* What you have to do *
Of the lines below, copy those that hold the word "hooded".

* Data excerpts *
::::::

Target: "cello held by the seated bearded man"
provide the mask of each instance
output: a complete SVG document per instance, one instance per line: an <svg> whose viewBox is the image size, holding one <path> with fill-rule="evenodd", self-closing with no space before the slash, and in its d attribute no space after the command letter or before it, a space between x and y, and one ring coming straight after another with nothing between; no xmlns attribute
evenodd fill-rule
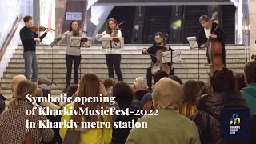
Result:
<svg viewBox="0 0 256 144"><path fill-rule="evenodd" d="M166 45L166 40L164 45ZM166 50L166 47L163 46L162 49L158 50L155 54L155 57L157 58L157 62L154 63L154 65L151 67L151 74L154 75L154 73L158 70L165 71L168 75L170 74L170 66L168 66L166 63L162 63L162 52L168 51ZM172 52L171 52L172 54ZM172 57L172 56L171 56Z"/></svg>

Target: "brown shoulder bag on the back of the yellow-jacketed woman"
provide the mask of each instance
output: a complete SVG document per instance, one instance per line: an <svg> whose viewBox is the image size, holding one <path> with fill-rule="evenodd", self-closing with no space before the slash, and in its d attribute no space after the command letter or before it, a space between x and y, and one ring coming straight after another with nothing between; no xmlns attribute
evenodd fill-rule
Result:
<svg viewBox="0 0 256 144"><path fill-rule="evenodd" d="M70 116L71 119L71 116ZM79 144L81 131L67 129L63 144Z"/></svg>

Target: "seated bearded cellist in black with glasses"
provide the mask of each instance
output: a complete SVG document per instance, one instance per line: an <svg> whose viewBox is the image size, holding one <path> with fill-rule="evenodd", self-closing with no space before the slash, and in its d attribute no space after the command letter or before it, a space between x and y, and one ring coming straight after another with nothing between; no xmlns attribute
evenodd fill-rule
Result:
<svg viewBox="0 0 256 144"><path fill-rule="evenodd" d="M153 44L153 46L150 46L148 49L146 48L142 49L142 54L150 54L151 61L152 61L151 64L155 64L157 62L157 58L155 57L155 55L158 50L162 50L162 49L165 49L168 51L172 50L170 46L165 46L164 38L165 38L164 34L162 34L161 32L158 32L154 34L155 44ZM168 63L168 66L171 67L171 64ZM151 68L152 68L152 65L148 67L146 70L146 80L147 80L147 86L149 91L152 91ZM172 75L172 74L174 74L174 69L170 70L169 75Z"/></svg>

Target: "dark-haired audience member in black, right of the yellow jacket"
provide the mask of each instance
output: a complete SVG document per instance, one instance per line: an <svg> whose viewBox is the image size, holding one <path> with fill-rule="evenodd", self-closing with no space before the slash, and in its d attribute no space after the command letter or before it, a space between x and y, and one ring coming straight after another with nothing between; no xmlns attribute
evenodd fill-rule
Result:
<svg viewBox="0 0 256 144"><path fill-rule="evenodd" d="M131 87L126 82L118 82L113 86L113 95L116 97L115 100L118 102L120 110L129 109L130 111L142 110L142 103L134 102L134 93ZM115 122L137 122L140 115L130 113L129 115L119 115ZM111 144L125 143L126 138L130 133L130 129L116 128L113 129L112 142Z"/></svg>

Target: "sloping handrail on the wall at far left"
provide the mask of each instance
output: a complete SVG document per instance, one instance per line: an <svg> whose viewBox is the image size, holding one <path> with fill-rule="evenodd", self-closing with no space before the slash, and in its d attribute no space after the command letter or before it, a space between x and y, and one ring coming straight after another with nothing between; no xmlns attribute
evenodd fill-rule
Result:
<svg viewBox="0 0 256 144"><path fill-rule="evenodd" d="M0 50L0 62L2 61L3 55L6 53L6 50L10 44L10 41L12 40L12 38L14 38L14 34L15 34L16 30L18 29L18 25L21 21L22 21L22 14L20 14L19 17L17 17L17 19L14 23L14 28L7 35L6 41L2 45L2 48Z"/></svg>

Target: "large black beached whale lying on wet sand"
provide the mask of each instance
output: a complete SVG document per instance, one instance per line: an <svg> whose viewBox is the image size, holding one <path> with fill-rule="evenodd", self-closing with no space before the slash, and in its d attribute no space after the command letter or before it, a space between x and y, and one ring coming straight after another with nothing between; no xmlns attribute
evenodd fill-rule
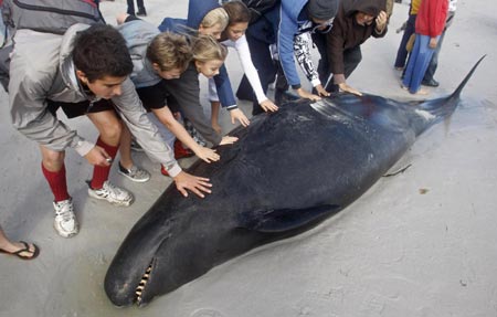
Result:
<svg viewBox="0 0 497 317"><path fill-rule="evenodd" d="M107 271L107 296L117 306L147 304L342 210L416 136L454 112L478 63L445 98L400 103L339 94L254 117L250 127L232 133L236 144L219 148L220 161L189 169L211 179L212 194L184 199L170 186L135 224Z"/></svg>

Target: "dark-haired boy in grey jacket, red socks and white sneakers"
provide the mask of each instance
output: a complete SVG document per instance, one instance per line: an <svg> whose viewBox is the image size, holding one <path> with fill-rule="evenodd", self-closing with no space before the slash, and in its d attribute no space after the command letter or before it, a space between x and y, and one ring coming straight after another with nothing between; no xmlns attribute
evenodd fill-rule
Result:
<svg viewBox="0 0 497 317"><path fill-rule="evenodd" d="M107 179L116 156L121 123L147 155L166 166L178 190L200 197L210 192L209 179L188 175L160 138L129 80L133 63L126 42L109 25L74 24L62 36L18 30L10 64L9 96L14 127L40 145L42 171L54 194L54 228L64 237L78 232L67 192L64 157L73 148L95 166L88 194L117 205L133 196ZM35 54L33 54L35 52ZM68 118L86 115L99 131L95 144L56 118L61 107Z"/></svg>

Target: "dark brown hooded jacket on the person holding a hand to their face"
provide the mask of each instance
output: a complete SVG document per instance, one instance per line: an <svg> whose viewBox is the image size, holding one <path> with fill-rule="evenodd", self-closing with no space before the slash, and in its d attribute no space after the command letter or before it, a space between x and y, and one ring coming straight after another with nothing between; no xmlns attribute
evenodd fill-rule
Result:
<svg viewBox="0 0 497 317"><path fill-rule="evenodd" d="M387 33L387 27L382 33L376 31L374 20L370 25L359 25L356 13L360 11L377 17L384 10L385 0L349 0L340 3L334 27L326 35L331 73L343 74L343 51L364 43L370 36L383 38Z"/></svg>

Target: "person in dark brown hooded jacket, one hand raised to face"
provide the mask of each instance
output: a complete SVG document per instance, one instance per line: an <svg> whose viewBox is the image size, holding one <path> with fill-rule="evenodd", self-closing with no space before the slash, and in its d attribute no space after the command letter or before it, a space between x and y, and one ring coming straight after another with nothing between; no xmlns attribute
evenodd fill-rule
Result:
<svg viewBox="0 0 497 317"><path fill-rule="evenodd" d="M325 42L317 46L326 46L326 52L321 52L319 75L325 83L331 76L326 85L328 92L341 89L362 95L346 80L362 60L361 44L370 36L378 39L387 34L387 21L384 0L349 0L340 3L329 33L313 34L316 43Z"/></svg>

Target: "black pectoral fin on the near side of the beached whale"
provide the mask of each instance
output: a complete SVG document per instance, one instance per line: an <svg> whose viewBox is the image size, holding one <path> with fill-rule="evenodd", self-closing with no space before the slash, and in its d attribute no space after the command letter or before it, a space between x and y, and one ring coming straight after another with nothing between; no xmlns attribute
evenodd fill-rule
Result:
<svg viewBox="0 0 497 317"><path fill-rule="evenodd" d="M307 209L251 211L240 215L240 226L260 232L283 232L310 224L339 210L339 205L325 204Z"/></svg>

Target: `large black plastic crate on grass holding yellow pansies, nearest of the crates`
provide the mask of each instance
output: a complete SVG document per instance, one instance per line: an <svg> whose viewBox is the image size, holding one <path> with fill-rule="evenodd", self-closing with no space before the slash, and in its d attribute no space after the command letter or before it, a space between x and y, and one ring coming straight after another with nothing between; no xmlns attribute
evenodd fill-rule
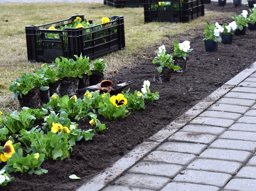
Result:
<svg viewBox="0 0 256 191"><path fill-rule="evenodd" d="M123 16L110 17L108 23L88 28L58 30L60 26L71 24L76 17L86 21L84 15L73 15L46 25L26 26L28 61L53 62L59 56L75 59L74 55L81 53L93 59L125 48ZM51 26L57 30L48 30ZM45 34L59 34L59 39L45 38Z"/></svg>

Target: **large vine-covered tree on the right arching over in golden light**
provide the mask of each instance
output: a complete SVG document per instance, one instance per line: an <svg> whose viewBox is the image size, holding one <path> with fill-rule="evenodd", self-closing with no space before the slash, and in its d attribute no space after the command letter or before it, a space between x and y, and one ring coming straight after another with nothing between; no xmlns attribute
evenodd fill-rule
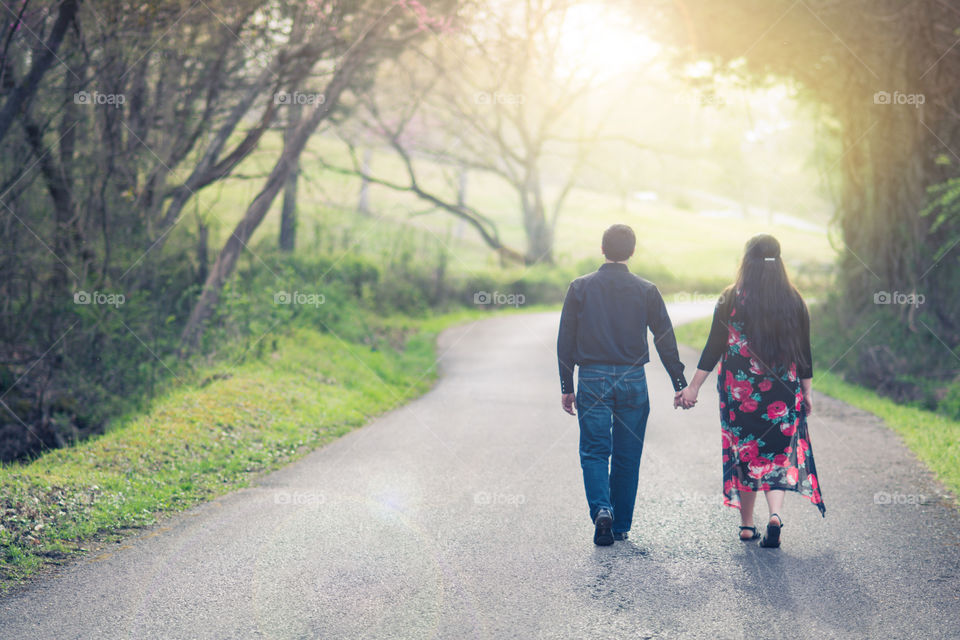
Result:
<svg viewBox="0 0 960 640"><path fill-rule="evenodd" d="M852 369L888 390L912 386L903 382L910 375L953 379L960 261L949 240L957 228L949 181L960 173L960 48L950 25L957 7L935 0L694 0L682 14L636 7L665 38L684 42L689 57L758 83L795 81L822 106L840 143L829 167L841 176L843 245L832 312L856 333L848 336L856 345ZM883 291L923 295L924 303L877 306L874 295ZM877 312L898 322L871 333ZM857 321L865 315L874 319Z"/></svg>

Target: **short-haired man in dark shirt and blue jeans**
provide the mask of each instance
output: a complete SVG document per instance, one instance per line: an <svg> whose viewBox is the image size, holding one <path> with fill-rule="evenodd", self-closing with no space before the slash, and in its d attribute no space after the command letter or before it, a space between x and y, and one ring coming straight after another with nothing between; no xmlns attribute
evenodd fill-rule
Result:
<svg viewBox="0 0 960 640"><path fill-rule="evenodd" d="M650 361L647 327L676 391L674 406L687 386L660 291L627 268L636 244L627 225L615 224L604 232L606 263L570 284L557 338L561 404L570 415L579 414L583 485L595 527L593 541L602 546L626 540L633 521L650 414L643 369ZM576 395L574 365L580 367Z"/></svg>

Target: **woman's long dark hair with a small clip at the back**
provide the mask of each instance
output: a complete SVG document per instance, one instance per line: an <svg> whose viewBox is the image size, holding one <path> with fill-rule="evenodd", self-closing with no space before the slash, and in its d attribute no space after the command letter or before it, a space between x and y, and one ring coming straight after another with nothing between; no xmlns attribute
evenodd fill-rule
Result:
<svg viewBox="0 0 960 640"><path fill-rule="evenodd" d="M734 308L743 310L750 351L764 369L810 364L802 334L809 322L807 305L790 283L776 238L761 233L747 241L733 289Z"/></svg>

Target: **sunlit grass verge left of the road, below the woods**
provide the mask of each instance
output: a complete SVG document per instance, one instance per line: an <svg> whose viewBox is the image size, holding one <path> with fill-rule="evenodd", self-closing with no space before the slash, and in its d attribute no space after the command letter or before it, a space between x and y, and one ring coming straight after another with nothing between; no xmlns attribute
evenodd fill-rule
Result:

::::::

* Problem solution *
Target: "dark brown hooded jacket on the person holding a hand to their face"
Target: "person in dark brown hooded jacket, one hand raised to face"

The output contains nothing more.